DATA ROWS =>
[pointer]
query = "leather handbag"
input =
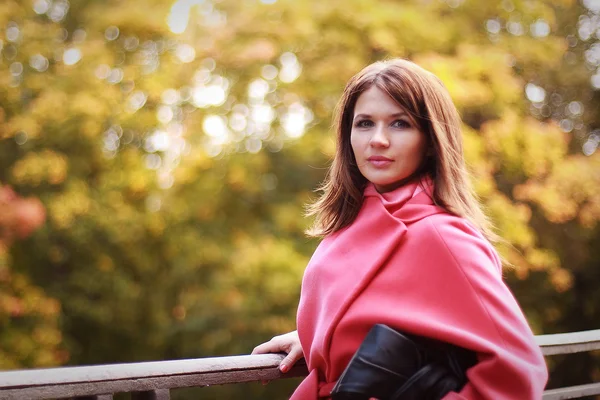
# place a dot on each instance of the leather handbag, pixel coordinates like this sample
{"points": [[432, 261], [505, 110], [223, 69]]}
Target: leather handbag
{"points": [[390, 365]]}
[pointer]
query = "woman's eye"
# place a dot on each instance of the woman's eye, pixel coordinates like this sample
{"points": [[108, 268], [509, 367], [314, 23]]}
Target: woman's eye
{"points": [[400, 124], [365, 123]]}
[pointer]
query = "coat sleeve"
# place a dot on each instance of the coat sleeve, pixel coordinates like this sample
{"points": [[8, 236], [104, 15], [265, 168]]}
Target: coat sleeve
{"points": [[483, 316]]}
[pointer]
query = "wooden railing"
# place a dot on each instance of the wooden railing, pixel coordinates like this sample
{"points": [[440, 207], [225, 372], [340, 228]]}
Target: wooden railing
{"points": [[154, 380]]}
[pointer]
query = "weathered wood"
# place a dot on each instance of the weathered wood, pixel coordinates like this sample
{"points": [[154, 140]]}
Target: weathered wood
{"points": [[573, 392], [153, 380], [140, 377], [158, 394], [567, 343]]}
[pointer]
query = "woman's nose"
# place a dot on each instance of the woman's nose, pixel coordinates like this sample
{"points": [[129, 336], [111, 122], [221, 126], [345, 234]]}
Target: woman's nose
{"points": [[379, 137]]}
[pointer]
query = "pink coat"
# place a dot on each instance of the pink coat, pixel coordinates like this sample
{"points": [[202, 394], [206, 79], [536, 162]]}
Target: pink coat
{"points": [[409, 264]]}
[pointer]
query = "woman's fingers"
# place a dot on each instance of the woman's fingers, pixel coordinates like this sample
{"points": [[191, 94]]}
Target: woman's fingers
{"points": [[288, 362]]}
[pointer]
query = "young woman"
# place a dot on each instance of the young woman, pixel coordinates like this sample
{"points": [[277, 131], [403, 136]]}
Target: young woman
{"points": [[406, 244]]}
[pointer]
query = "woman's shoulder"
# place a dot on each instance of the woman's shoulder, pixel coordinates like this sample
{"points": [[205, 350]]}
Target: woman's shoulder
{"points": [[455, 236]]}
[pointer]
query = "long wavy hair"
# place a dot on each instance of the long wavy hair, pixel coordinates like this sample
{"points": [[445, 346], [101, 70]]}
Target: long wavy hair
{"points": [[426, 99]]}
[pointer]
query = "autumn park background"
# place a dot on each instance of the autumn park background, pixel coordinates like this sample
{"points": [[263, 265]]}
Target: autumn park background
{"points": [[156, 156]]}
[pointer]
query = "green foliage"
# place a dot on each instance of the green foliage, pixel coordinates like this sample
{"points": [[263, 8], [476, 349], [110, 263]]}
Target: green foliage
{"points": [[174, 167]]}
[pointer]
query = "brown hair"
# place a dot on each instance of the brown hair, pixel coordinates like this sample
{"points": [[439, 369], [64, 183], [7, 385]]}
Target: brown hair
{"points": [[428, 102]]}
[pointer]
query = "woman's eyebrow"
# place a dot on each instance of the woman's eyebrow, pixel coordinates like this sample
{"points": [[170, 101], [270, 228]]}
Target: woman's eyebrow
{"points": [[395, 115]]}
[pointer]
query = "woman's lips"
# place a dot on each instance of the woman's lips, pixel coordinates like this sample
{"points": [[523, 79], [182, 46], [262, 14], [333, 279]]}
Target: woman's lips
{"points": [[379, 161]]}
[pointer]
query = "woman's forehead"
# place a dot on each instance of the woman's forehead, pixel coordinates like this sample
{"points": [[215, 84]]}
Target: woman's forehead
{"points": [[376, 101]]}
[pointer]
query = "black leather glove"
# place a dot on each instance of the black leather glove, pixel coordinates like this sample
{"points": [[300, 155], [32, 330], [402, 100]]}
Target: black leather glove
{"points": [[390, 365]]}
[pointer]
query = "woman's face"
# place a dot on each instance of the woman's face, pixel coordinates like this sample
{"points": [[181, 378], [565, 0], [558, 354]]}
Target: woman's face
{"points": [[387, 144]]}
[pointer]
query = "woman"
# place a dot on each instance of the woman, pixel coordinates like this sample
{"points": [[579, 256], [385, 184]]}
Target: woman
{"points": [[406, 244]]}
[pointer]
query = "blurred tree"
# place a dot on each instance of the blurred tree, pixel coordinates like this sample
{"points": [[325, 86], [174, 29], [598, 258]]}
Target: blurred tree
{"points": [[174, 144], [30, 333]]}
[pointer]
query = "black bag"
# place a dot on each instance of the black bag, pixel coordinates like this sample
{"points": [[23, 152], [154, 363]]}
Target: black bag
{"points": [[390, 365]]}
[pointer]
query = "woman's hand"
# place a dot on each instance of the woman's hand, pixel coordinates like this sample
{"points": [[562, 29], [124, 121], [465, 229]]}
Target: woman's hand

STATED GOAL => Return each line from the material above exactly, but not the pictures.

SOLUTION FOR THIS EXERCISE =>
[pointer]
query = "leather handbag"
input =
# place a dot on each instance of the leather handbag, pixel coordinates like this sample
{"points": [[432, 261], [505, 110], [223, 69]]}
Target: leather handbag
{"points": [[390, 365]]}
[pointer]
query = "woman's eye"
# place a dot on each instance of the woman's eye, pixel coordinates like this sample
{"points": [[108, 268], [509, 367], [314, 23]]}
Target: woman's eye
{"points": [[400, 124], [365, 123]]}
[pointer]
query = "coat sleeve"
# place a dot on each instance of the coat sleeve, pixel coordinates like this sample
{"points": [[8, 236], [104, 15], [265, 168]]}
Target: coat sleeve
{"points": [[483, 316]]}
[pointer]
query = "wooden railing"
# place a dot on each instance of the wooden railing, pixel coordinates like this sample
{"points": [[440, 207], [225, 372], [340, 228]]}
Target: wooden railing
{"points": [[154, 380]]}
[pointer]
query = "weathered wood"
# place a dot on each instance of the weathered wood, pixel coordinates like this sample
{"points": [[154, 140]]}
Target: weathered wood
{"points": [[573, 392], [153, 380], [140, 377], [158, 394], [567, 343]]}
[pointer]
query = "woman's nose"
# place a dot on each instance of the woman's nose, pixel coordinates like this sample
{"points": [[129, 336], [111, 122], [221, 126], [345, 234]]}
Target: woman's nose
{"points": [[379, 137]]}
[pointer]
query = "pink coat"
# place a dot on each instance of the pink coat, pixel coordinates like this sample
{"points": [[202, 394], [206, 79], [536, 162]]}
Target: pink coat
{"points": [[409, 264]]}
[pointer]
query = "woman's fingers"
# place a dot on each instance of the woman's fingers, pixel coordinates like this sample
{"points": [[191, 94]]}
Target: woman's fingers
{"points": [[288, 362]]}
[pointer]
query = "young woman"
# place a dot on each instance of the young woman, pixel coordinates like this sample
{"points": [[277, 131], [403, 136]]}
Target: young woman
{"points": [[406, 244]]}
[pointer]
query = "woman's shoulder"
# place a dot on each instance of the woman's shoulder, pixel coordinates like this sample
{"points": [[205, 350]]}
Target: woman's shoulder
{"points": [[455, 236]]}
[pointer]
query = "long wavy hair"
# place a dot on each instance of the long wavy hair, pixel coordinates like this sample
{"points": [[445, 346], [101, 70]]}
Target: long wavy hair
{"points": [[426, 99]]}
[pointer]
query = "autumn park background"
# place a dot on each instance of the autumn park background, pixel coordinates like this sample
{"points": [[263, 265]]}
Target: autumn park background
{"points": [[156, 156]]}
[pointer]
query = "green foliage"
# place a dot on each instance of the green foliage, pixel coordinates like this sample
{"points": [[263, 8], [476, 349], [110, 263]]}
Target: green foliage
{"points": [[174, 167]]}
[pointer]
query = "brown hair"
# place a dot on each instance of the brown hair, pixel coordinates like this sample
{"points": [[439, 369], [64, 183], [7, 385]]}
Target: brown hair
{"points": [[428, 102]]}
[pointer]
query = "woman's eyebrow"
# place a dot on each instance of the woman's eyebrow, pixel coordinates like this sample
{"points": [[170, 101], [270, 228]]}
Target: woman's eyebrow
{"points": [[395, 115]]}
[pointer]
query = "woman's lips"
# place a dot on each instance of the woman's lips, pixel coordinates like this sample
{"points": [[523, 79], [182, 46], [262, 14], [333, 279]]}
Target: woman's lips
{"points": [[379, 161]]}
[pointer]
query = "woman's forehead"
# place a dot on each instance of the woman's forehead, pixel coordinates like this sample
{"points": [[215, 84]]}
Target: woman's forehead
{"points": [[376, 101]]}
[pointer]
query = "black leather glove"
# place a dot on each instance of the black leather glove, pixel coordinates like this sample
{"points": [[300, 155], [32, 330], [402, 100]]}
Target: black leather glove
{"points": [[390, 365]]}
[pointer]
query = "woman's face"
# place a dot on each instance of the woman's face, pixel coordinates like this sample
{"points": [[181, 378], [565, 0], [558, 354]]}
Target: woman's face
{"points": [[387, 144]]}
[pointer]
query = "woman"
# place a dot on each instance of the woman, pixel coordinates like this sample
{"points": [[579, 256], [385, 184]]}
Target: woman
{"points": [[406, 244]]}
[pointer]
query = "blurred tree"
# place a dot on each instance of the blurred tree, pixel coordinates like this sample
{"points": [[325, 86], [174, 29], [598, 258]]}
Target: blurred tree
{"points": [[174, 144], [30, 333]]}
[pointer]
query = "black bag"
# place a dot on each instance of the black bag, pixel coordinates like this sample
{"points": [[23, 152], [154, 363]]}
Target: black bag
{"points": [[390, 365]]}
[pointer]
query = "woman's hand"
# place a dot on each instance of the woman's hand, pixel coordinates like this sample
{"points": [[562, 29], [124, 121], [465, 229]]}
Target: woman's hand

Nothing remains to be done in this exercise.